··· Input data

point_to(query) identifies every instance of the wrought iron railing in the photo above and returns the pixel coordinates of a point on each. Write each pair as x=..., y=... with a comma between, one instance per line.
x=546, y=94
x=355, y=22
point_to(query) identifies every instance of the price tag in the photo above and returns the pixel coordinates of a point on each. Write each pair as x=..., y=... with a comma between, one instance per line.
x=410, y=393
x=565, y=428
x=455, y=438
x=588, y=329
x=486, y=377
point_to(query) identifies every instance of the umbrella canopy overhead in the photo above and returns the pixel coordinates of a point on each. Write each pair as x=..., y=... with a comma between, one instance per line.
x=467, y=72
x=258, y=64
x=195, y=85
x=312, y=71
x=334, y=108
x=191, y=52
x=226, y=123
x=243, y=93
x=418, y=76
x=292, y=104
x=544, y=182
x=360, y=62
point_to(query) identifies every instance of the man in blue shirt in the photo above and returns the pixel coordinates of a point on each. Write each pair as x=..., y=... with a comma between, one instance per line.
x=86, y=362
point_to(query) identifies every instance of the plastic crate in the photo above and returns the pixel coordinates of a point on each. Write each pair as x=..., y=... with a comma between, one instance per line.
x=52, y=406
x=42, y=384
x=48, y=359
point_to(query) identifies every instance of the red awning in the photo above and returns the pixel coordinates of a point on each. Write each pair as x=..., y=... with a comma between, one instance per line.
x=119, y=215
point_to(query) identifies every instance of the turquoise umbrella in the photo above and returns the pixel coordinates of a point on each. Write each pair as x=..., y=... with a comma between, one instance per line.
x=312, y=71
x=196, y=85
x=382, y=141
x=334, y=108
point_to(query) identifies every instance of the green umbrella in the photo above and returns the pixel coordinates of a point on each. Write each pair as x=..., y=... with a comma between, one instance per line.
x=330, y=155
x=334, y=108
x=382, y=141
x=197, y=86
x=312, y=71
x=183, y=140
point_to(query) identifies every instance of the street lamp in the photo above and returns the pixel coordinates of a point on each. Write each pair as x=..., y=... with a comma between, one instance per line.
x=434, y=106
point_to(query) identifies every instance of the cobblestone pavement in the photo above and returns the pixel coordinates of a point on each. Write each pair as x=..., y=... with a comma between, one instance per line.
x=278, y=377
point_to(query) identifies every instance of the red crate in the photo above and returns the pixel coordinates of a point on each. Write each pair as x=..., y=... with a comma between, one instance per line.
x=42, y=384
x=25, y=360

······

> _Exercise details_
The records must be given again in full, exactly as they were written.

> _Answer to this exercise_
point_to(query) identifies every instance of the wrought iron railing in the photo above and returns the pixel coordinates of a point on each. Write each pair as x=..., y=... with a comma between, one instance per line.
x=546, y=94
x=355, y=22
point_to(query) identifies every instance of the price tag in the photo above and returns the pixel coordinates of a point on each. Write each pair as x=..., y=... with a comma between, one instance per line.
x=410, y=393
x=565, y=428
x=455, y=438
x=588, y=329
x=486, y=377
point_to(query) identifies every instance of the umbrella canopy overhead in the photo above and returns the pixel coordinates of a point on each. Write each pair as x=..., y=... with a comma between, one instance per line.
x=467, y=72
x=258, y=64
x=195, y=85
x=312, y=71
x=334, y=108
x=191, y=52
x=226, y=123
x=243, y=93
x=418, y=76
x=292, y=104
x=544, y=182
x=360, y=62
point_to(query) identifies every instance of the man in blue shirt in the photo above and returns the pixel coordinates of a point on each. Write each pair as x=..., y=... with a comma between, one instance per line.
x=86, y=362
point_to(query) identifies every instance of the plastic crate in the photo above and returns the pixel coordinates of a point on each. Write each pair as x=..., y=... with a comma between, one instance per line.
x=52, y=406
x=42, y=384
x=48, y=359
point_to(query) identifies every instance of the red awning in the photo above and returns the pixel coordinates of a point on each. Write each pair as x=..., y=... with a comma between, one instance per line.
x=119, y=215
point_to(query) identifies every instance of the turquoise umbrella in the photo above and returns the pixel coordinates of a point on each. Write each pair as x=..., y=... with a comma between, one instance per line.
x=312, y=71
x=196, y=85
x=382, y=141
x=334, y=108
point_to(query) identifies every instance of the green umbrella in the photo above and returns the pixel coordinates of a point on each. Write each pair as x=..., y=... with a comma between, one instance per line.
x=330, y=155
x=334, y=108
x=382, y=141
x=197, y=86
x=312, y=71
x=183, y=140
point_to(query) identifies every instance of the street lamp in the photo above and returns the pixel coordinates of a point on each. Write each pair as x=..., y=... with a comma between, one instance per line.
x=434, y=106
point_to(query) identifies every instance of the cobblestone pavement in the photo above and returns the pixel coordinates of a point on each. Write each pair as x=..., y=... with a comma between, one instance per line.
x=278, y=377
point_to(query) identifies every instance of the red crate in the photo above and returns the pixel coordinates of a point on each. Write each pair as x=..., y=... with a comma between, one instance per line.
x=42, y=384
x=25, y=360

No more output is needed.